- WHAT THIS TASK INVOLVES: Rewrite the listing, from its first line through the line holding "[(33, 103), (100, 115), (102, 61), (39, 57), (35, 64)]", inclusive, as a two-column CSV with the headers request and answer and one row per request. Put each request's text and its answer in a single quoted field, with line breaks replaced by spaces.

- EXTRACTED RECORDS:
◆ ◆ ◆
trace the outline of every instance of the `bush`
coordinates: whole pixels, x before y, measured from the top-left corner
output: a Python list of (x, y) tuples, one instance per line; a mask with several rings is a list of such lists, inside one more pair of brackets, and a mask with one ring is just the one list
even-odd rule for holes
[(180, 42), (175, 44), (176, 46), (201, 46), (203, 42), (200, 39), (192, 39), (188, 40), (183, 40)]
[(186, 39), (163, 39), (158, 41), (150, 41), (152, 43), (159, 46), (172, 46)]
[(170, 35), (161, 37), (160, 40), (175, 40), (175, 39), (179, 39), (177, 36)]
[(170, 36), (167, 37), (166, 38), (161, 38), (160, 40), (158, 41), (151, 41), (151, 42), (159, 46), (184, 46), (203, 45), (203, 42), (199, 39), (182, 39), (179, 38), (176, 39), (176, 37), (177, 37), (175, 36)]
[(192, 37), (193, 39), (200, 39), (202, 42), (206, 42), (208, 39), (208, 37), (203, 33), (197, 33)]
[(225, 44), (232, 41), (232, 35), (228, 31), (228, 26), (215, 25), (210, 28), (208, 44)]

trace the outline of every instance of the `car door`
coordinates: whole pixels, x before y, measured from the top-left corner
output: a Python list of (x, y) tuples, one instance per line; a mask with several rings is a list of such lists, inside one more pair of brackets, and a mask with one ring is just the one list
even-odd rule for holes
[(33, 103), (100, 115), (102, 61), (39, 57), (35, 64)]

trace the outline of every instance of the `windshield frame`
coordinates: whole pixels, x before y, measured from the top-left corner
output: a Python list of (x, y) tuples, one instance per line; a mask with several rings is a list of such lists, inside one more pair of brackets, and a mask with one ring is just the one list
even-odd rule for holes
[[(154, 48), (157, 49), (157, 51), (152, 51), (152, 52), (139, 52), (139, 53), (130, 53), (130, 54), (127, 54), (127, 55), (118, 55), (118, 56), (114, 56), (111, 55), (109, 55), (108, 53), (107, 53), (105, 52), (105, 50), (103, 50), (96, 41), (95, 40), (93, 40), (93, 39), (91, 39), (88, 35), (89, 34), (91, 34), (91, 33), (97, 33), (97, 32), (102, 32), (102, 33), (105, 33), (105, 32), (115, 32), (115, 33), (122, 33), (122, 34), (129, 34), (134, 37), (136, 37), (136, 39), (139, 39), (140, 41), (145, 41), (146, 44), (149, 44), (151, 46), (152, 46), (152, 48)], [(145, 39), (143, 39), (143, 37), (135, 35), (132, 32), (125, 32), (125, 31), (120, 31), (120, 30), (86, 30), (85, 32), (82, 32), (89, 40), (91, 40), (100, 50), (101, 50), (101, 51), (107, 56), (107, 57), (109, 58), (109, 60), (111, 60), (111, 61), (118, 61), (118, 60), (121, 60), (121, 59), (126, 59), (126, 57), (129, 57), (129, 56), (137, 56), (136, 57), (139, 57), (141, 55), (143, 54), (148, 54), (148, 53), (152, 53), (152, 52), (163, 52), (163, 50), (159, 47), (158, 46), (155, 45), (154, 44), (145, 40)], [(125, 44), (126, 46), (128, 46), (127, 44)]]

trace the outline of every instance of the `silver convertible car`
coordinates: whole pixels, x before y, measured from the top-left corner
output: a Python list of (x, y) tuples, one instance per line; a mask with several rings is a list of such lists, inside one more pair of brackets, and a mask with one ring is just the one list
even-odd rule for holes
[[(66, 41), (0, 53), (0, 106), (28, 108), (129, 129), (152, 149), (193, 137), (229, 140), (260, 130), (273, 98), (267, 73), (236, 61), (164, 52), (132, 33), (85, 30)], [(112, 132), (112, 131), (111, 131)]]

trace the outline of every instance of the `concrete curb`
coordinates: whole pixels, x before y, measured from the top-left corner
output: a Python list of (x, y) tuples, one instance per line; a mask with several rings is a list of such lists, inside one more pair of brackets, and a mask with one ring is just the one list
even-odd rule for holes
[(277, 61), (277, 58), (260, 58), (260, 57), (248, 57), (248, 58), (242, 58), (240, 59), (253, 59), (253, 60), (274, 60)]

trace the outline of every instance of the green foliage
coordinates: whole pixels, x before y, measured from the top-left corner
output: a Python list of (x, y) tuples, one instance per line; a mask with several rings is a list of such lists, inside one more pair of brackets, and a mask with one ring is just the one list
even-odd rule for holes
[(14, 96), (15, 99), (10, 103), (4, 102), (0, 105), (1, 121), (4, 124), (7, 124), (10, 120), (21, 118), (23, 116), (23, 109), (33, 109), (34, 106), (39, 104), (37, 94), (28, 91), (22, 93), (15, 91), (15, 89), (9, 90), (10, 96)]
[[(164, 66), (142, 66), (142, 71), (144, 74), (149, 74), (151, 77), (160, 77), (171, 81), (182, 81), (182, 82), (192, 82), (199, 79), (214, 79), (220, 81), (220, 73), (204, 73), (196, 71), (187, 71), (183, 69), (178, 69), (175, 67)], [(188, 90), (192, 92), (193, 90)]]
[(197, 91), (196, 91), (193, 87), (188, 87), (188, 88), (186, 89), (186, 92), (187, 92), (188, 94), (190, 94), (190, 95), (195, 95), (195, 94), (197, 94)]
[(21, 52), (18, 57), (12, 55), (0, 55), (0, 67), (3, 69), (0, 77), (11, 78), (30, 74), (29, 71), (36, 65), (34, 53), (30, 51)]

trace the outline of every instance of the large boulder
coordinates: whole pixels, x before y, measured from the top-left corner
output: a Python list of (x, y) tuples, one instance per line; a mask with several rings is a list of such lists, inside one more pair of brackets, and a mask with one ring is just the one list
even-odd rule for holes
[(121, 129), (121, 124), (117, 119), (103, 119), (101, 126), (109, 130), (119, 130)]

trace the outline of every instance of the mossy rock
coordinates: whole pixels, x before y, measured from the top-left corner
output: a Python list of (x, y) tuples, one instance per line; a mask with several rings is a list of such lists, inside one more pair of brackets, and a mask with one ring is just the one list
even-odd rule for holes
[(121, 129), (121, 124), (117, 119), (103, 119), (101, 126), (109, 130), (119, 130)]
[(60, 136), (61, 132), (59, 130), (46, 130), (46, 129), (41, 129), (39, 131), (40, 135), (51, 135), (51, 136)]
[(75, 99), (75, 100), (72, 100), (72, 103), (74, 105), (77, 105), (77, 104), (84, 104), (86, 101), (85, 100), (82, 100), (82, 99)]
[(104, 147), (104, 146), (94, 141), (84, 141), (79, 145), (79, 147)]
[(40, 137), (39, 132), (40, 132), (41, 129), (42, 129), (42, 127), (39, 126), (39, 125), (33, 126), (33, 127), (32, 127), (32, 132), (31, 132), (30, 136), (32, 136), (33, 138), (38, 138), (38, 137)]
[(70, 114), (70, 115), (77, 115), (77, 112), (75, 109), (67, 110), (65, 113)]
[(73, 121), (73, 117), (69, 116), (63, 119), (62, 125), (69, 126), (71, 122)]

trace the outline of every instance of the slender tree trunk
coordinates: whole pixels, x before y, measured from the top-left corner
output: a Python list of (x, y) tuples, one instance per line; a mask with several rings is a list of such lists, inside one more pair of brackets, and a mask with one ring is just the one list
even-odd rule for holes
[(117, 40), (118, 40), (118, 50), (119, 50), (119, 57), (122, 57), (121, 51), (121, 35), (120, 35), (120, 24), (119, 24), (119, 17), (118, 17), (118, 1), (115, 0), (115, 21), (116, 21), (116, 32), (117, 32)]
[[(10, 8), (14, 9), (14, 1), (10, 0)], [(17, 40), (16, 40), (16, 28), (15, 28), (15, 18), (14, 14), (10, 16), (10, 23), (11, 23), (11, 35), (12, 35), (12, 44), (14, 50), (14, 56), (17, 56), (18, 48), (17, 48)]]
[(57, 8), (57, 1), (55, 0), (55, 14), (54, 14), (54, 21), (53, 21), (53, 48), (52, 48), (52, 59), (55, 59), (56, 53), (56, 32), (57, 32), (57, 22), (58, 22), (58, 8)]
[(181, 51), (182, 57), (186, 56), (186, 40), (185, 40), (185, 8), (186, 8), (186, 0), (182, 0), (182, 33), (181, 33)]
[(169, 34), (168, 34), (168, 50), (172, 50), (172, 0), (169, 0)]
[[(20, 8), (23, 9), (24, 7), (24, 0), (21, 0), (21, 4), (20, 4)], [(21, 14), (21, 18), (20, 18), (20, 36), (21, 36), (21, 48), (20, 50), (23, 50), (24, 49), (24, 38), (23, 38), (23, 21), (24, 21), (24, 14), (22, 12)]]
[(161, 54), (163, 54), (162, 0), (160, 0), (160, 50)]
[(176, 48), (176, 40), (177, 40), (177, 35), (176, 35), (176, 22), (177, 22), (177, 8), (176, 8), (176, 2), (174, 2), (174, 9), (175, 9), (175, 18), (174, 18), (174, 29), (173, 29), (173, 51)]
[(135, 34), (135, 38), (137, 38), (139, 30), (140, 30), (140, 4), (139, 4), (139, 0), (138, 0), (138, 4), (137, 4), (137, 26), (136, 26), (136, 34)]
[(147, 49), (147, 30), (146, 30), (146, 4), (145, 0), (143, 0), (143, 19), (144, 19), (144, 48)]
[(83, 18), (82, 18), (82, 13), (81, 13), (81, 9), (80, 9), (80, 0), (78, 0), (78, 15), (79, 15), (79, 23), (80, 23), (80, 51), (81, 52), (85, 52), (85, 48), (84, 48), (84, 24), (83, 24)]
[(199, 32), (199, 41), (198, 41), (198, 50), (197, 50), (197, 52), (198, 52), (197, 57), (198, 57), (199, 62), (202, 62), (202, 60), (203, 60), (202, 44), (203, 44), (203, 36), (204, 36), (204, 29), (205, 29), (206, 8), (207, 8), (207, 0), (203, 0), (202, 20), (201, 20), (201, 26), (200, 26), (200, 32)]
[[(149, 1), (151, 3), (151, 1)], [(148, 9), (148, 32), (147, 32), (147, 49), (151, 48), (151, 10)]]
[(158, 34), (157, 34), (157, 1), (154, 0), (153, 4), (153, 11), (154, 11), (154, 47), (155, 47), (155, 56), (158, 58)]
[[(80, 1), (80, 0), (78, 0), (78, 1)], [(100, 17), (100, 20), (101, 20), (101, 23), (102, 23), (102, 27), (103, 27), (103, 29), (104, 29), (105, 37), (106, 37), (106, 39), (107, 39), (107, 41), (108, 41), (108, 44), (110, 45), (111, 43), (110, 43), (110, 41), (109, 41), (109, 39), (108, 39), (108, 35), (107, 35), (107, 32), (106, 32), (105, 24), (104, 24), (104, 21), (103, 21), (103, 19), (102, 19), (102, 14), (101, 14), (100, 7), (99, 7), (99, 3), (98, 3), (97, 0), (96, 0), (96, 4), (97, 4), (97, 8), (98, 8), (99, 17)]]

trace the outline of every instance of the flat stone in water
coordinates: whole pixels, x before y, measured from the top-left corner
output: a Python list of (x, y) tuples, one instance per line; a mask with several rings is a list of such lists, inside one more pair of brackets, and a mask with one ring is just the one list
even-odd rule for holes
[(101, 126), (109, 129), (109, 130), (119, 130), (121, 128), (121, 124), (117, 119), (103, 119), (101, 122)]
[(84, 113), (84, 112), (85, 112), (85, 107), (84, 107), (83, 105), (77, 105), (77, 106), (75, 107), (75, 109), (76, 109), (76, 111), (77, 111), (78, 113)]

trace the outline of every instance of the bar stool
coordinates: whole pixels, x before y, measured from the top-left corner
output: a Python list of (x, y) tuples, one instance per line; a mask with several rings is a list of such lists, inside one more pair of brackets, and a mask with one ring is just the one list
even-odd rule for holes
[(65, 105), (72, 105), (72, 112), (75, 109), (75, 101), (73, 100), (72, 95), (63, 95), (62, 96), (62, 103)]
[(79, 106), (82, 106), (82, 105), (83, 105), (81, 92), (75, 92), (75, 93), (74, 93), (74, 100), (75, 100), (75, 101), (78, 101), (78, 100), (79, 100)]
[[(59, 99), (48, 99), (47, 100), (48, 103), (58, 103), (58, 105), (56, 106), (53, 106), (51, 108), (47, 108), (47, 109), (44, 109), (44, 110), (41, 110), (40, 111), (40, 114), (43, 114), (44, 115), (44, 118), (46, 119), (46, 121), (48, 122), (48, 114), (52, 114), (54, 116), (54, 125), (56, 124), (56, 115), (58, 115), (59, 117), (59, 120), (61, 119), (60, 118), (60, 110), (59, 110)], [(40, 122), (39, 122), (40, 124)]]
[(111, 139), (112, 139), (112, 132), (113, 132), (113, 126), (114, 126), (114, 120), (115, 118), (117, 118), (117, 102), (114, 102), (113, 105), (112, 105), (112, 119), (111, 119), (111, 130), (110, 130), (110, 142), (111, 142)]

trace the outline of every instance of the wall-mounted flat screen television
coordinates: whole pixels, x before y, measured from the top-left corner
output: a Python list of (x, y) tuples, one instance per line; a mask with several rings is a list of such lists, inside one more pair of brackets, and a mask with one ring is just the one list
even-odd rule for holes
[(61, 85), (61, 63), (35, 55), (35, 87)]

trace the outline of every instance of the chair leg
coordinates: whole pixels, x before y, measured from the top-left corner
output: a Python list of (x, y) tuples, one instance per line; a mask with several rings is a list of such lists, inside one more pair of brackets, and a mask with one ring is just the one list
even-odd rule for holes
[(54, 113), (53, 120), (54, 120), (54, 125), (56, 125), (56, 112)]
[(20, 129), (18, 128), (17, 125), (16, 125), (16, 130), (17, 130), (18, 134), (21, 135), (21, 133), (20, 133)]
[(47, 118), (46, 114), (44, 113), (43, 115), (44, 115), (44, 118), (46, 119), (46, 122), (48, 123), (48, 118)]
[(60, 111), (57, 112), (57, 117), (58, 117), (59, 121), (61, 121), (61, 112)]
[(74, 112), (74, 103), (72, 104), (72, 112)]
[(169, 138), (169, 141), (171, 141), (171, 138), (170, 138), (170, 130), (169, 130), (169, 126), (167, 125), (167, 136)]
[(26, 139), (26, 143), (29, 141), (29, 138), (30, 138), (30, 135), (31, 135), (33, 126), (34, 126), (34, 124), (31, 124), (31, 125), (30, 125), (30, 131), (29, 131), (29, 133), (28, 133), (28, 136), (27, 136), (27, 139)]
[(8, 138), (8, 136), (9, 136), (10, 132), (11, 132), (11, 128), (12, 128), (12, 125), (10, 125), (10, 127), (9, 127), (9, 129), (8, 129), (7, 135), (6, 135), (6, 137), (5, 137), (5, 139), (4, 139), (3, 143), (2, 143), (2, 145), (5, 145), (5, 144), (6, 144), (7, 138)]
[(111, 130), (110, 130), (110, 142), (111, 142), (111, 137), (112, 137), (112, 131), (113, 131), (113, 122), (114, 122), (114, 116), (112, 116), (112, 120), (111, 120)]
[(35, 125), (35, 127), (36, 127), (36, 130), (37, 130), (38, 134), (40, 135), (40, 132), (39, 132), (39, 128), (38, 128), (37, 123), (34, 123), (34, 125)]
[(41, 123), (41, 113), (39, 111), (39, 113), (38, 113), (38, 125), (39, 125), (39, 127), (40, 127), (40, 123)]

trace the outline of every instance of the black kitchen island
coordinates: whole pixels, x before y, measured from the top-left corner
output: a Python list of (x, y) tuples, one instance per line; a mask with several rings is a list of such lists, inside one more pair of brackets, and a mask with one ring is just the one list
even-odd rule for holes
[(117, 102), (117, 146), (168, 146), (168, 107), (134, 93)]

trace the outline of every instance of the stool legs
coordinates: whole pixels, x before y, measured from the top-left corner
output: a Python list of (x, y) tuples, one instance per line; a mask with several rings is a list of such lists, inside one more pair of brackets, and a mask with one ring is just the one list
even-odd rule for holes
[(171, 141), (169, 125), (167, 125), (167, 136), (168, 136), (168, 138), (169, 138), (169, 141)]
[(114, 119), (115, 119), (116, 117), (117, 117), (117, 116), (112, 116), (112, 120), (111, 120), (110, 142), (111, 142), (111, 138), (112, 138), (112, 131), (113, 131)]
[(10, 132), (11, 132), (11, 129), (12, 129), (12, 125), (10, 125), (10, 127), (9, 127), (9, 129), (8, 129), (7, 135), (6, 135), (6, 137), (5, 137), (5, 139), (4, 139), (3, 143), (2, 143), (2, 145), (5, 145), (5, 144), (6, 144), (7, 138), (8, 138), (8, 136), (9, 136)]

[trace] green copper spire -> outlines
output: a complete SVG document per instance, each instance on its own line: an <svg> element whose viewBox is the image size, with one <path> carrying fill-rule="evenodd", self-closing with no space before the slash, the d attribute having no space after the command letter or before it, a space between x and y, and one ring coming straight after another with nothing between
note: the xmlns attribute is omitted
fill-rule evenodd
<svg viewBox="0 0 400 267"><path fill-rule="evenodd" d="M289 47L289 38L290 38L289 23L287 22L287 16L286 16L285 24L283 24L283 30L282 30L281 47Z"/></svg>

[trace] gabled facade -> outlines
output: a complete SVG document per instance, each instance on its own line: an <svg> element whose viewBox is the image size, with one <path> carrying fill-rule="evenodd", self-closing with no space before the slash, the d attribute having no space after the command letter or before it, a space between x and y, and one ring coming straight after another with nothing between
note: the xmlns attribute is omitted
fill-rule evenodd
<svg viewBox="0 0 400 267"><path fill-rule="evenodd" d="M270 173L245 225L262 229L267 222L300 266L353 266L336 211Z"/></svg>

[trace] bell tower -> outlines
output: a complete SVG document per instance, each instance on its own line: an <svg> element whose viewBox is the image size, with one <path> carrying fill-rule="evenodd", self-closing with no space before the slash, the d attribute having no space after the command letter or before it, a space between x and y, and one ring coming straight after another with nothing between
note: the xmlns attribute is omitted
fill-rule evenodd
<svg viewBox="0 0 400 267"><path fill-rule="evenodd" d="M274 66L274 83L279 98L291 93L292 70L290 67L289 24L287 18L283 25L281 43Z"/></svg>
◆ ◆ ◆
- ANSWER FOR THE TASK:
request,answer
"trace the outline of every instance of the `bush` coordinates: whole pixels, x before y, measured from the top-left corner output: a Python list of (x, y) tuples, one instance per line; a mask with several rings is a list of such lists, inside one more pair of brackets, and a mask with one ring is just the one list even-odd rule for holes","[(180, 42), (175, 44), (176, 46), (201, 46), (203, 42), (200, 39), (192, 39), (188, 40), (183, 40)] [(186, 39), (163, 39), (158, 41), (150, 41), (152, 43), (159, 46), (172, 46)] [(170, 35), (161, 37), (160, 40), (175, 40), (175, 39), (179, 39), (177, 36)] [(170, 36), (167, 37), (166, 38), (161, 38), (160, 40), (158, 41), (151, 41), (151, 42), (159, 46), (184, 46), (203, 45), (203, 42), (199, 39), (182, 39), (179, 38), (176, 39), (176, 37), (177, 37), (175, 36)] [(192, 37), (193, 39), (200, 39), (202, 42), (206, 42), (208, 39), (208, 37), (203, 33), (197, 33)] [(225, 44), (232, 41), (232, 35), (228, 31), (228, 26), (215, 25), (210, 28), (208, 44)]"
"trace the outline of every instance of the `car door` coordinates: whole pixels, x before y, measured from the top-left corner output: a Python list of (x, y) tuples, one instance per line; a mask with several rings is a list of such lists, inside one more pair of brackets, and a mask with one ring is just the one list even-odd rule for holes","[(33, 103), (100, 115), (102, 61), (39, 57), (35, 64)]"